Passage:
______________________________
At the high end of SIM2's extensive projector lineup is the Teatro 50 (single-lamp, 5000 lumens, $60,000) and 80 (dual-lamp, 8000 lumens, $70,000). As you might guess from the prices, both are 3-chip designs.
Simaudio's Moon CP-8 pre-pro is one of the few to include Audyssey MultEQ XT auto setup and room correction, because really, purchasers of a $13,000 pre-pro should not have to envy their receiver-owning neighbors. HDMI has been updated to (ahem) 1.3 which at least provides definitive coverage of lossless surround. Regarding 3D, the company says most installers and their customers are going to use outboard video processors anyway. Pair the pre-pro with the MC-8 amp, 250 watts per module, $22,000 in its seven-channel version.
SIM2 Multimedia teamed up with Krell Industries for an elaborate AV demo featuring 3D via SIM 2's Grand Cinema C3X LUMIS 3D projector. Or should I say projectors. This setup uses two Grand Cinema C3X Lumis 2D projectors, each of them 3-chip DLPs, one for each eye image, linked together electronically for synchronization and mounted together on a rigid mount for proper physical registration (as shown in the photo, $79,995 for the projector pair and mounting). This 2-projector is said to help compensate for the loss of effective brightness inherent in 3D. Current owners of a C3X Lumis can send it in to be converted to the 3D version, at a price to cover the cost of the second projector and the needed modifications.
______________________________
Given entries:
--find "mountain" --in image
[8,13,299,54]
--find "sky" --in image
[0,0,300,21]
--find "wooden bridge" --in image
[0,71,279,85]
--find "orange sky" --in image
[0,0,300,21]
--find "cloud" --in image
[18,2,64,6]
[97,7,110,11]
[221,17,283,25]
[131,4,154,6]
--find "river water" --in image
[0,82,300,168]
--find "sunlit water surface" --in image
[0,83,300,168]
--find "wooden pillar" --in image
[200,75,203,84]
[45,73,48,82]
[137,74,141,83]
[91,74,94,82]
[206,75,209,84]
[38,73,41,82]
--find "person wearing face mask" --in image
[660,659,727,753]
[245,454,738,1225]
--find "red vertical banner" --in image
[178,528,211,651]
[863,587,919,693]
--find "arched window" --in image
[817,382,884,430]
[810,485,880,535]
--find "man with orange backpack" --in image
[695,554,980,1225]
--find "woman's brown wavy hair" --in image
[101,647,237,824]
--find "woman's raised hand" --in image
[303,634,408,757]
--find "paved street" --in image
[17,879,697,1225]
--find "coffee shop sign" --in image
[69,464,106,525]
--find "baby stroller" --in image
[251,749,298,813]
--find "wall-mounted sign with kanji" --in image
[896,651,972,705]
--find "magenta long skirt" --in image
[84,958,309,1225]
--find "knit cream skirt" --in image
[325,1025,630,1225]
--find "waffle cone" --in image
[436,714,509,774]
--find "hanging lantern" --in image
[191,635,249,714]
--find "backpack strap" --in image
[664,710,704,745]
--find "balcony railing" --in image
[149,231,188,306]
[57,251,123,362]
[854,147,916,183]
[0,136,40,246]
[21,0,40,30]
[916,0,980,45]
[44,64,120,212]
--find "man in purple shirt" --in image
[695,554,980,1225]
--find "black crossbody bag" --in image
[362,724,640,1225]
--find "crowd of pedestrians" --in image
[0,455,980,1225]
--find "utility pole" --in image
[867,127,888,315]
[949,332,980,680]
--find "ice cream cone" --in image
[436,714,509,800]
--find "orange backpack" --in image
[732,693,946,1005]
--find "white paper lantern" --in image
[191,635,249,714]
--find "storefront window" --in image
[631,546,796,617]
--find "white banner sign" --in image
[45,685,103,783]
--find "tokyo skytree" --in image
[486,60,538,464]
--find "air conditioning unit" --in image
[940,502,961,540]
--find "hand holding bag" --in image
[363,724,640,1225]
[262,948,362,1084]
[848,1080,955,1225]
______________________________
Your goal: Print the portion of the home theater equipment passage starting at "At the high" and ending at "are 3-chip designs.", word for word.

Reply to the task:
At the high end of SIM2's extensive projector lineup is the Teatro 50 (single-lamp, 5000 lumens, $60,000) and 80 (dual-lamp, 8000 lumens, $70,000). As you might guess from the prices, both are 3-chip designs.